Your answer should be the line containing "Target: bouquet of white flowers" and every line after it to the end of the records below, word for word.

═════ MATERIAL PROVIDED

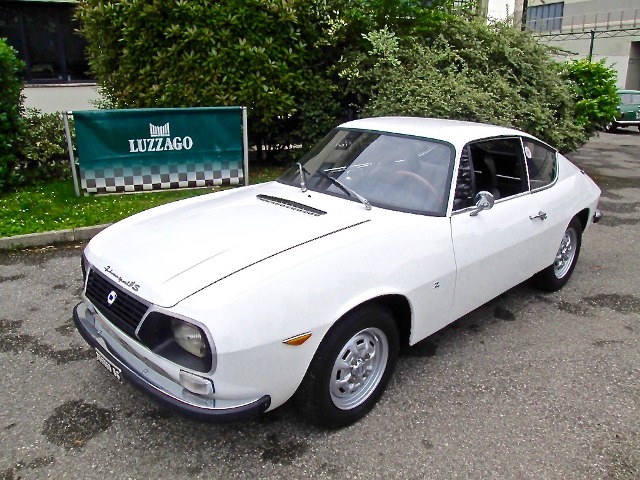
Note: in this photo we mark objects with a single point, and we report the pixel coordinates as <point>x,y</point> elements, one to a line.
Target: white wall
<point>59,98</point>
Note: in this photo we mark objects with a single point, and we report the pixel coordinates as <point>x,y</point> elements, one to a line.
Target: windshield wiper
<point>346,189</point>
<point>303,183</point>
<point>336,182</point>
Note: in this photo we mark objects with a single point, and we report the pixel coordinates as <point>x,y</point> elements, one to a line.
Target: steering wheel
<point>418,180</point>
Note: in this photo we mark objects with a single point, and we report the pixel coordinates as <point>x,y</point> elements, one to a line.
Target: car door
<point>502,246</point>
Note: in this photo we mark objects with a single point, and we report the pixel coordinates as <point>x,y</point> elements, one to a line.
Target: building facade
<point>606,30</point>
<point>44,34</point>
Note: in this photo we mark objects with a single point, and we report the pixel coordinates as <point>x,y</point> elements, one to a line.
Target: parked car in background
<point>226,305</point>
<point>628,110</point>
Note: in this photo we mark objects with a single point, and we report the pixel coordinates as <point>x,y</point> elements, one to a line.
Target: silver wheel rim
<point>566,253</point>
<point>358,368</point>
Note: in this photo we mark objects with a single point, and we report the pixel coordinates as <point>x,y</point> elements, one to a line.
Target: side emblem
<point>111,297</point>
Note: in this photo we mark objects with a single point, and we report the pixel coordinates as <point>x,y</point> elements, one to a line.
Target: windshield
<point>390,171</point>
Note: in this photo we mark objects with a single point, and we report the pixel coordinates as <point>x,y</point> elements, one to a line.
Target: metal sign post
<point>72,160</point>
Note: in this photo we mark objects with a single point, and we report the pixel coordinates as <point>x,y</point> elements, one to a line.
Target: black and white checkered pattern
<point>146,178</point>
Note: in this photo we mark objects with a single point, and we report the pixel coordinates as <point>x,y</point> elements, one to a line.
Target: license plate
<point>106,363</point>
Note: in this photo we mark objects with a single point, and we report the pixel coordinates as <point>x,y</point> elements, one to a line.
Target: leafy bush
<point>469,71</point>
<point>10,107</point>
<point>42,149</point>
<point>200,53</point>
<point>594,92</point>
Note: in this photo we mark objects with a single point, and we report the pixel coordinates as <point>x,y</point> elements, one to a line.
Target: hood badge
<point>129,283</point>
<point>111,298</point>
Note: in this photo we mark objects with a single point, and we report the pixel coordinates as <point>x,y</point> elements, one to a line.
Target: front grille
<point>125,312</point>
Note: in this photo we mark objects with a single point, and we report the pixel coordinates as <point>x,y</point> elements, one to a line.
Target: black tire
<point>322,396</point>
<point>556,275</point>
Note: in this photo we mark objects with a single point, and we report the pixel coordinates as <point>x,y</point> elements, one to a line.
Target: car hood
<point>167,253</point>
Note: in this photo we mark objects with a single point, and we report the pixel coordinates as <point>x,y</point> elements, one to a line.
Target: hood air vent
<point>298,207</point>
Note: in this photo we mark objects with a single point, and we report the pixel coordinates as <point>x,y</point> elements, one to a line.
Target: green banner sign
<point>148,149</point>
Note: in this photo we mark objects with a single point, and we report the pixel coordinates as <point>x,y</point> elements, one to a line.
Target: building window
<point>545,18</point>
<point>45,36</point>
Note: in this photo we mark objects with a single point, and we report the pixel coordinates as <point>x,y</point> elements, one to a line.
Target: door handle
<point>541,215</point>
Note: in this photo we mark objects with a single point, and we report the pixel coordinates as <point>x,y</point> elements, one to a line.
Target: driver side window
<point>495,166</point>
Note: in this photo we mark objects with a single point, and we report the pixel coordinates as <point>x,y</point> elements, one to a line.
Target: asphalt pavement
<point>529,386</point>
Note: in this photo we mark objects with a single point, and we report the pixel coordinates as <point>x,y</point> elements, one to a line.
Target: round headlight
<point>189,337</point>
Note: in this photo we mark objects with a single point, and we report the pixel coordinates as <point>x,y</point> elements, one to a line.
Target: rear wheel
<point>556,275</point>
<point>351,368</point>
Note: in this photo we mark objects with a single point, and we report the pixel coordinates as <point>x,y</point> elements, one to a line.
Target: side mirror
<point>484,201</point>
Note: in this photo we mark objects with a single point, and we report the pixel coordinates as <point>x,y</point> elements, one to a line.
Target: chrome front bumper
<point>159,387</point>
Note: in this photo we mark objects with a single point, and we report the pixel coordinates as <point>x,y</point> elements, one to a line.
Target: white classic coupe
<point>226,305</point>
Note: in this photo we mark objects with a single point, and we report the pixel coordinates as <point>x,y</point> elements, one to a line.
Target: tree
<point>469,70</point>
<point>594,91</point>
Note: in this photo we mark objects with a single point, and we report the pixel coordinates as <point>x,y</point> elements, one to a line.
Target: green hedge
<point>10,107</point>
<point>470,71</point>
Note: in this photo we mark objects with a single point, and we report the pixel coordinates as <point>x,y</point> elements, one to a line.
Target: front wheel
<point>351,368</point>
<point>556,275</point>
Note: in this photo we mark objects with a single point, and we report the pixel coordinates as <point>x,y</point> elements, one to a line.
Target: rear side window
<point>541,162</point>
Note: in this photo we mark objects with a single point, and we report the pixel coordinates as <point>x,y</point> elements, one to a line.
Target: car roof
<point>456,132</point>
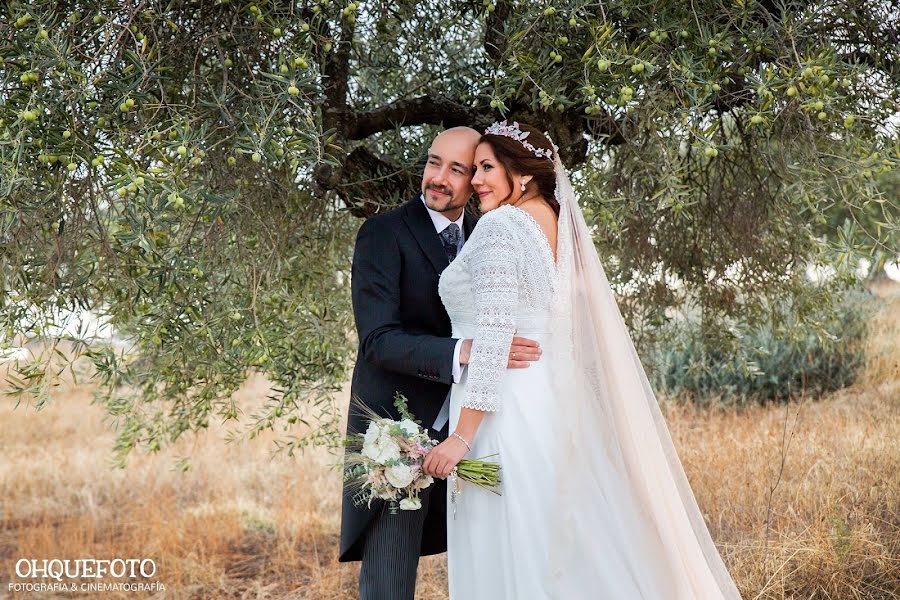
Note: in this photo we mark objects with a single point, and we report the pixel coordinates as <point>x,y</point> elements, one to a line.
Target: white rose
<point>424,482</point>
<point>370,441</point>
<point>399,476</point>
<point>410,504</point>
<point>410,427</point>
<point>379,446</point>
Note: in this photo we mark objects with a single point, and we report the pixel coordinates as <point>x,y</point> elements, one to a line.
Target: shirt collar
<point>439,220</point>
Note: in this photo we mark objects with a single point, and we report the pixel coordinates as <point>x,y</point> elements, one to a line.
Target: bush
<point>785,357</point>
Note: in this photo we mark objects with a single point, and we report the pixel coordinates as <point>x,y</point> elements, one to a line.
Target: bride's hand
<point>444,457</point>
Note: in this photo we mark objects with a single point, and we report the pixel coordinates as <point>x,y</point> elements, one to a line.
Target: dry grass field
<point>803,499</point>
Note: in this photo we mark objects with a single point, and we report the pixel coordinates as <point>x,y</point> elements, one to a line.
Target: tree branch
<point>415,111</point>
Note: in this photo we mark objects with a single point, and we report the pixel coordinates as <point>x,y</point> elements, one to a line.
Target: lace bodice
<point>502,279</point>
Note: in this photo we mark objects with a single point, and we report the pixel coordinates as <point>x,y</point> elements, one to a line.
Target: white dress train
<point>499,546</point>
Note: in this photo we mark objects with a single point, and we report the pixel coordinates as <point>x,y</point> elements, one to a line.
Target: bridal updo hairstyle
<point>516,158</point>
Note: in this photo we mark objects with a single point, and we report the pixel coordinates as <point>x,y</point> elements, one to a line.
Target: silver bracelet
<point>456,435</point>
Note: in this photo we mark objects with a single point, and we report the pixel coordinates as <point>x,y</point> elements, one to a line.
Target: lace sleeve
<point>493,266</point>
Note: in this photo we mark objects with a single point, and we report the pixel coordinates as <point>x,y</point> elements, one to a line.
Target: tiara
<point>513,131</point>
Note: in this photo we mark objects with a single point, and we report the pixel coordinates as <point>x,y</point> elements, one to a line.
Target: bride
<point>595,502</point>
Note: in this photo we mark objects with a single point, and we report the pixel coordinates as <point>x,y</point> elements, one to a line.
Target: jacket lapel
<point>469,222</point>
<point>422,228</point>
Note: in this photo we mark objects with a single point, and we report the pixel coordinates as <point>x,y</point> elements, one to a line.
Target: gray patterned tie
<point>450,237</point>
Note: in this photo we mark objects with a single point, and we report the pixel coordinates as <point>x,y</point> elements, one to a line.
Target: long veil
<point>612,448</point>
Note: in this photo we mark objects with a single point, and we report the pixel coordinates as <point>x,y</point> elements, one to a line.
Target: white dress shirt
<point>440,223</point>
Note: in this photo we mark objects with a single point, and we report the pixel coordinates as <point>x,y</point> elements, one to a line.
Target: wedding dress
<point>594,503</point>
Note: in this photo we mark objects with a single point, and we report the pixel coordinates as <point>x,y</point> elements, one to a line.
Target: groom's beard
<point>438,202</point>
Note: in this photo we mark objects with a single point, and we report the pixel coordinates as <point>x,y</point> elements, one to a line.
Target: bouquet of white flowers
<point>386,461</point>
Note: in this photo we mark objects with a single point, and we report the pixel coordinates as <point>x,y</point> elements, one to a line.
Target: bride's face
<point>490,181</point>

══════════

RESULT FOR THIS TASK:
Target: bouquet of white flowers
<point>386,461</point>
Note: in this photo we mark objects with a single point, and we report the pixel coordinates as <point>x,y</point> elements, one to a line.
Target: bride's face
<point>490,181</point>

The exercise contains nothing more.